Natural-language object grounding data:
↓

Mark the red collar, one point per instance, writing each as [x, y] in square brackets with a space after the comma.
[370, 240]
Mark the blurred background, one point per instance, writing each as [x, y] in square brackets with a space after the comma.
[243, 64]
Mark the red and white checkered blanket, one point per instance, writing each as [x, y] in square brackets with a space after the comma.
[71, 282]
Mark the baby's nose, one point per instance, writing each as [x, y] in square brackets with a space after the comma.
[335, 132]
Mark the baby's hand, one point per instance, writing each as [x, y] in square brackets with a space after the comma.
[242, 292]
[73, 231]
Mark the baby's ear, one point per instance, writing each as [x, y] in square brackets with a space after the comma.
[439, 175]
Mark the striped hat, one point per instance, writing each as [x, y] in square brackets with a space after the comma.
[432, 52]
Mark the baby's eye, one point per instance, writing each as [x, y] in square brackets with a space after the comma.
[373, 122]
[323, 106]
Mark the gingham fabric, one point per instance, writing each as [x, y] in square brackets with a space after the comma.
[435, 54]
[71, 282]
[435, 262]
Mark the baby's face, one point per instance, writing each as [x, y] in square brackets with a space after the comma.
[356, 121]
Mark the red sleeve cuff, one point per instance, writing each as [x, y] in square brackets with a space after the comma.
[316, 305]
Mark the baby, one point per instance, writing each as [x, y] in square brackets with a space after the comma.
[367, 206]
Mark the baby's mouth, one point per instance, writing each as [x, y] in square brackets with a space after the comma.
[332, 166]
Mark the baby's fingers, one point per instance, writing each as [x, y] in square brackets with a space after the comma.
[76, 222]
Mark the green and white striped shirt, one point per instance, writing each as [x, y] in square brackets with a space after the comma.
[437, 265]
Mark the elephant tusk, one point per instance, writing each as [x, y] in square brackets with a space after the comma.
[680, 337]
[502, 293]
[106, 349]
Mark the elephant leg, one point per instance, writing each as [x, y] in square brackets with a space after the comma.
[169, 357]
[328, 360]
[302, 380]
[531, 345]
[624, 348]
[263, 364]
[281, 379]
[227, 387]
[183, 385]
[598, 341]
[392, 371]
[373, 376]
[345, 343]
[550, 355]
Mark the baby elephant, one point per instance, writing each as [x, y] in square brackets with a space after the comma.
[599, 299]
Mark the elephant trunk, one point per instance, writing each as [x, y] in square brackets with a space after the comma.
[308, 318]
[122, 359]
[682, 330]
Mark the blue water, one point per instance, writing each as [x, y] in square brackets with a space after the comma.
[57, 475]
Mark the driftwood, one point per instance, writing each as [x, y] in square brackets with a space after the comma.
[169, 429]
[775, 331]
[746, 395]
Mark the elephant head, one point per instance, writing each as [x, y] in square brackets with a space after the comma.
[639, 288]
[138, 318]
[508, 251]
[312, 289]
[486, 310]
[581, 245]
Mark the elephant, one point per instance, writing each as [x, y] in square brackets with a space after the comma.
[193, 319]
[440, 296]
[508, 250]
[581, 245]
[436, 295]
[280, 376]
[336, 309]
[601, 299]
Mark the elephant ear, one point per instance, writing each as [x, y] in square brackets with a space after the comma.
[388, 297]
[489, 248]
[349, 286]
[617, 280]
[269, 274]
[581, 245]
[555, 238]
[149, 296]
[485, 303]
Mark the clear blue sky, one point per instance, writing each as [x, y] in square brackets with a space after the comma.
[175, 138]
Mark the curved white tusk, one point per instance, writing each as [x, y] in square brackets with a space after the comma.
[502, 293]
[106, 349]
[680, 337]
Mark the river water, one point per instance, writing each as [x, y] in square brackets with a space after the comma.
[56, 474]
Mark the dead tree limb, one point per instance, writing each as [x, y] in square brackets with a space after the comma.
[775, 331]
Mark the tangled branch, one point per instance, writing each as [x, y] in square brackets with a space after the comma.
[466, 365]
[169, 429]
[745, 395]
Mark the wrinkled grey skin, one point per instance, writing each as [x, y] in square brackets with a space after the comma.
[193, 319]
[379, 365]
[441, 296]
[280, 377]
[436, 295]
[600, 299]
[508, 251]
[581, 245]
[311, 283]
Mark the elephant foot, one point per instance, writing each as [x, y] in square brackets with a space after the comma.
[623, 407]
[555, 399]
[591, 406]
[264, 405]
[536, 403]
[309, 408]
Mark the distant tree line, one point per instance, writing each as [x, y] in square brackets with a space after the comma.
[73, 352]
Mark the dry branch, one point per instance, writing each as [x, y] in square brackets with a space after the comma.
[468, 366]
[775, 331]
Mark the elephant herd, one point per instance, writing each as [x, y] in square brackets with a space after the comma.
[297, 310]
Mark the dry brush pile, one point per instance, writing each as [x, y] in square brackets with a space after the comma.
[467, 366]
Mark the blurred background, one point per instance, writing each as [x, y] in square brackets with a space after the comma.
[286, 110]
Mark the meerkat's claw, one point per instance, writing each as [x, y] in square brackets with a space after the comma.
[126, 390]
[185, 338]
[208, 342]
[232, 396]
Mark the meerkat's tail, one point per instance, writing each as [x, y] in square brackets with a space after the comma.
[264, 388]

↑

What to do>
Copy every record above out again, word for word.

Result for this task>
Mark the red collar, one point per instance, writing each as [x, y] in square brackets with a space after the comma.
[370, 240]
Mark the blurred background, one point per instance, writing each as [x, y] in square brackets with a space after the comma.
[243, 64]
Mark the red and white checkered blanket, one point per instance, writing each as [x, y] in square brackets with a space after the comma.
[71, 282]
Mark the baby's nose, one point per instance, writing each as [x, y] in square brackets with a space after the comma.
[335, 132]
Mark the baby's hand, one point per instance, writing each as [x, y] in square brackets with a space after the comma.
[242, 292]
[73, 231]
Mark the baby's ear, one point per instance, writing each as [x, y] in square brackets with a space after the comma.
[439, 175]
Mark the striped hat, one point per instance, writing each as [x, y] in square brackets with a space after the comma.
[432, 52]
Mark the baby's eye, one point per instance, writing each as [x, y] in square brackets with a space after the comma.
[373, 122]
[323, 106]
Mark the gingham fabric, one point per instance, writing each as [x, y] in square brackets with a space after the comma.
[435, 54]
[71, 282]
[435, 262]
Mark the baby's face, one point per instance, writing each as [x, y] in square brackets with a space after the comma.
[356, 121]
Mark the red sleeve cuff, one point per instance, writing each as [x, y] in square brackets with a space after the comma.
[316, 305]
Mark the baby, one point per instance, writing each as [x, y] in square brackets with a space after the comma.
[367, 206]
Mark the baby's mouth, one point per instance, writing each as [x, y] in square brackets with a space after the comma.
[332, 166]
Mark the baby's fingers, one point per instance, writing each as [x, y] in square brackets with a space after the comma.
[76, 222]
Mark the green and white striped shirt, one point per instance, writing each as [x, y] in square brackets with a space after the comma.
[437, 265]
Mark the elephant tusk, one point per instance, writing each as [x, y] in square brackets with a space after the comma.
[680, 337]
[502, 293]
[106, 349]
Mark the elephant leg, one point per instance, writing each as [x, y] in square brackets with a space after the comma.
[169, 357]
[328, 360]
[302, 380]
[531, 345]
[624, 348]
[263, 364]
[281, 379]
[227, 387]
[183, 385]
[598, 341]
[392, 371]
[373, 376]
[345, 343]
[550, 355]
Mark the baby elephant, one point per instance, writing each as [x, y] in square brackets with a space after the comma.
[599, 299]
Mark the elephant trunk, one point per instance, writing each as [x, y] in square brackets with a space after the comma.
[308, 318]
[122, 359]
[682, 330]
Mark the blue water, one point per instance, writing each as [x, y] in square brackets with a space after the comma.
[57, 475]
Mark the driftwood, one point per instance, writing each as [x, y] in square brackets with a space after the comma.
[169, 429]
[775, 331]
[746, 395]
Mark the elephant head, one point per instance, writing each as [x, y] in square brackets with a space after the comma.
[639, 288]
[138, 318]
[508, 251]
[312, 289]
[486, 310]
[581, 245]
Mark the elephant, one point per instance, writing each as [x, y] in square brackets with a space after the comma.
[193, 319]
[440, 296]
[508, 250]
[581, 245]
[436, 295]
[280, 376]
[336, 309]
[601, 299]
Mark the elephant ear, one point per instance, writing each as [x, y] in square brackets with a space after the comma.
[388, 297]
[489, 248]
[349, 286]
[617, 280]
[269, 274]
[581, 245]
[555, 238]
[149, 296]
[485, 303]
Mark the clear blue sky, one point per instance, writing each as [x, y] in square brackets with a space after the comma.
[175, 138]
Mark the curved white tusk, one point per instance, writing each as [x, y] in square brackets with a space after the comma.
[502, 293]
[106, 349]
[680, 337]
Mark the river water, one point per instance, writing each as [x, y] in square brackets with a space after the comma.
[56, 474]
Mark the dead tree limb, one point per instance, writing each as [x, y] in square brackets with a space after the comma.
[775, 331]
Mark the tangled branch, one point per instance, writing each as [x, y] in square brackets with a space after the comma.
[466, 365]
[169, 429]
[745, 395]
Mark the wrinkled grey skin, one point per instance, writing each as [x, y] in square brackets with a space after the comma.
[193, 319]
[379, 365]
[441, 296]
[280, 377]
[436, 295]
[600, 299]
[508, 251]
[581, 245]
[311, 283]
Mark the elephant foot, one point per instance, writing each as [x, y] in square brackets with a space after the comma.
[623, 407]
[555, 399]
[591, 406]
[264, 405]
[536, 403]
[309, 408]
Mark the distant tree line, one point per instance, writing each as [x, y] in square brackets with a space after the comma.
[73, 352]
Mark the dry branch, one point per instance, writing each as [x, y] in square brackets with a space after the comma.
[468, 366]
[775, 331]
Mark the elephant herd, one point per instance, writing each as [x, y] in square brackets with a space after the comma.
[297, 310]
Mark the dry brush pile, one point per instance, writing each as [x, y] in square brackets with a space after the comma.
[467, 366]
Mark the blurred background, one point per instance, writing each as [x, y] in square brackets with a space after the comma.
[286, 110]
Mark the meerkat's claw, one point per instance, writing each as [x, y] in square brackets with a space after the comma.
[126, 390]
[185, 338]
[208, 342]
[232, 396]
Mark the meerkat's tail, one point per instance, writing each as [x, y] in square brackets with a space after the comma.
[264, 388]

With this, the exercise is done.